Work to complete: Without omitting anything, copy every entry word for word.

(Data extracted from a collection)
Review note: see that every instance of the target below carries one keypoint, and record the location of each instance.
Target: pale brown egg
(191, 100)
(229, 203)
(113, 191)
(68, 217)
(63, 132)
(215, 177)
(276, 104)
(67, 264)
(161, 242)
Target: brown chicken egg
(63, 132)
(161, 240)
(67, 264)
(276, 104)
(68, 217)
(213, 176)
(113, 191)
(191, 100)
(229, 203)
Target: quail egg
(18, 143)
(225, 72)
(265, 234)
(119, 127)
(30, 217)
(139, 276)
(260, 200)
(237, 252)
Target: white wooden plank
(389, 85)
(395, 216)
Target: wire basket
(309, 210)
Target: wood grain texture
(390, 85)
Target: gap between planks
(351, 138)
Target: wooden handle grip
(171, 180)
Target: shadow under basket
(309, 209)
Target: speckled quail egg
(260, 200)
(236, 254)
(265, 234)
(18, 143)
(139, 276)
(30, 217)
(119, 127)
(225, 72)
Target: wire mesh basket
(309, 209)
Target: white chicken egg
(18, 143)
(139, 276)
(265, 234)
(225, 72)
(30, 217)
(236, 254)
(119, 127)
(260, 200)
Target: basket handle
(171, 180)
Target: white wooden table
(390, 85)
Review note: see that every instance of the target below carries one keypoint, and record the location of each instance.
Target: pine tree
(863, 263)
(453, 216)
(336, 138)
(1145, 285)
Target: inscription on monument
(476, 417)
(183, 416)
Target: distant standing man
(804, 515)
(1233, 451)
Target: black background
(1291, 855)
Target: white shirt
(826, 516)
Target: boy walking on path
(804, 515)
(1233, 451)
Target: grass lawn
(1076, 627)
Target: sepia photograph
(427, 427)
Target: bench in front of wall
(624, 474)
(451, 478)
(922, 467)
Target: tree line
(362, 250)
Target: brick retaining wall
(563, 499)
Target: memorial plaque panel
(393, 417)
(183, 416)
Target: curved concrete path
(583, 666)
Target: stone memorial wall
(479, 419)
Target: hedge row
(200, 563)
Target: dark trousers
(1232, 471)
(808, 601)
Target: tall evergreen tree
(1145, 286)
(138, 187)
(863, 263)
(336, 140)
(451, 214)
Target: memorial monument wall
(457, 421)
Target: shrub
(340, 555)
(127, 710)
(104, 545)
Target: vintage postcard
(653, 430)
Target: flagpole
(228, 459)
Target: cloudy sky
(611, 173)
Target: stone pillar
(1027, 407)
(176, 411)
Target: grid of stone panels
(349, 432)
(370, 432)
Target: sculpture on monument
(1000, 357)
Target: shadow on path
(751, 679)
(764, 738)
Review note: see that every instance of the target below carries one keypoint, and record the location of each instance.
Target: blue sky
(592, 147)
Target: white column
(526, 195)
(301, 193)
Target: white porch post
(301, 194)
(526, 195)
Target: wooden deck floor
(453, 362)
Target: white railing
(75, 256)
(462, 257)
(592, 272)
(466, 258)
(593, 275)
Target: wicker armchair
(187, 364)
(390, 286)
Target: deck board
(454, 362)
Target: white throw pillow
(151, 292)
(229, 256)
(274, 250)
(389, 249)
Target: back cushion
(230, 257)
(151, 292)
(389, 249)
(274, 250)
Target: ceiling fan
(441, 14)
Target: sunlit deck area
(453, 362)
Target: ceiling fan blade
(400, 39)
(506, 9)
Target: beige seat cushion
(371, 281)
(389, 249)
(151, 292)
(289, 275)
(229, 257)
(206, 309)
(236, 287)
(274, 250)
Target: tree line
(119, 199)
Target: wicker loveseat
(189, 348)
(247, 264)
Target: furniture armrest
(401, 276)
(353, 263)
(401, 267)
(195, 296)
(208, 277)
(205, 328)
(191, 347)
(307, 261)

Your response:
Review note: see that every instance of the target below carries one keypoint, and record the location of each instance.
Target: pale brown egg
(191, 100)
(229, 203)
(113, 191)
(68, 217)
(63, 132)
(215, 177)
(276, 104)
(67, 264)
(161, 242)
Target: brown chicken egg
(63, 132)
(161, 240)
(67, 264)
(276, 104)
(68, 217)
(213, 176)
(113, 191)
(191, 100)
(229, 203)
Target: quail egg
(18, 143)
(225, 72)
(265, 234)
(119, 127)
(30, 217)
(139, 276)
(260, 200)
(237, 252)
Target: white wooden plank
(389, 85)
(395, 216)
Target: wire basket
(309, 210)
Target: wood grain texture
(390, 85)
Target: gap between planks
(351, 138)
Target: wooden handle grip
(171, 180)
Target: shadow under basket
(309, 209)
Target: speckled quail egg
(260, 200)
(236, 254)
(265, 234)
(18, 143)
(139, 276)
(30, 217)
(119, 127)
(225, 72)
Target: wire mesh basket
(309, 209)
Target: white chicken egg
(18, 143)
(139, 276)
(265, 234)
(225, 72)
(30, 217)
(236, 254)
(119, 127)
(260, 200)
Target: basket handle
(171, 180)
Target: white wooden table
(390, 85)
Review note: see that every instance of the target below carries one keypoint, and record the location of each instance.
Target: pine tree
(863, 263)
(453, 216)
(336, 138)
(1145, 285)
Target: inscription on monument
(476, 417)
(183, 416)
Target: distant standing man
(804, 515)
(1233, 451)
Target: black background
(1291, 855)
Target: white shirt
(826, 516)
Target: boy walking on path
(804, 515)
(1233, 451)
Target: grass lawn
(1076, 627)
Target: sepia photograph
(427, 427)
Target: bench in front of wall
(624, 474)
(451, 478)
(922, 467)
Target: tree line
(362, 250)
Target: brick retaining wall
(563, 499)
Target: memorial plaque panel
(393, 417)
(183, 416)
Target: curved concrete path
(583, 666)
Target: stone memorial wall
(479, 419)
Target: hedge row
(200, 563)
Target: dark trousers
(1232, 471)
(808, 601)
Target: tall evergreen tree
(1145, 286)
(138, 187)
(863, 263)
(336, 140)
(451, 214)
Target: memorial monument wall
(457, 421)
Target: shrub
(340, 555)
(127, 710)
(104, 545)
Target: vintage postcard
(653, 430)
Target: flagpole
(228, 459)
Target: cloudy sky
(611, 173)
Target: stone pillar
(1027, 407)
(176, 411)
Target: grid of stone panels
(349, 432)
(370, 432)
Target: sculpture on monument
(1000, 357)
Target: shadow on path
(751, 679)
(764, 738)
Review note: see that every instance of the target below carries one keypoint, and record the location of each instance.
Target: blue sky
(592, 147)
Target: white column
(526, 195)
(301, 193)
Target: white porch post
(301, 194)
(526, 195)
Target: wooden deck floor
(453, 362)
Target: white railing
(75, 256)
(462, 257)
(592, 272)
(466, 258)
(593, 275)
Target: wicker armchair
(187, 364)
(390, 286)
Target: deck board
(454, 362)
Target: white throw pillow
(151, 292)
(229, 256)
(274, 250)
(389, 249)
Target: back cushion
(230, 257)
(151, 292)
(389, 249)
(274, 250)
Target: ceiling fan
(441, 14)
Target: sunlit deck area
(453, 362)
Target: ceiling fan blade
(400, 39)
(506, 9)
Target: beige seat cushion
(371, 281)
(389, 249)
(151, 292)
(289, 275)
(229, 257)
(206, 309)
(236, 287)
(274, 250)
Target: tree line
(119, 199)
Target: wicker loveseat
(189, 348)
(247, 264)
Target: furniture armrest
(401, 276)
(353, 263)
(401, 267)
(195, 296)
(208, 277)
(205, 328)
(191, 347)
(307, 261)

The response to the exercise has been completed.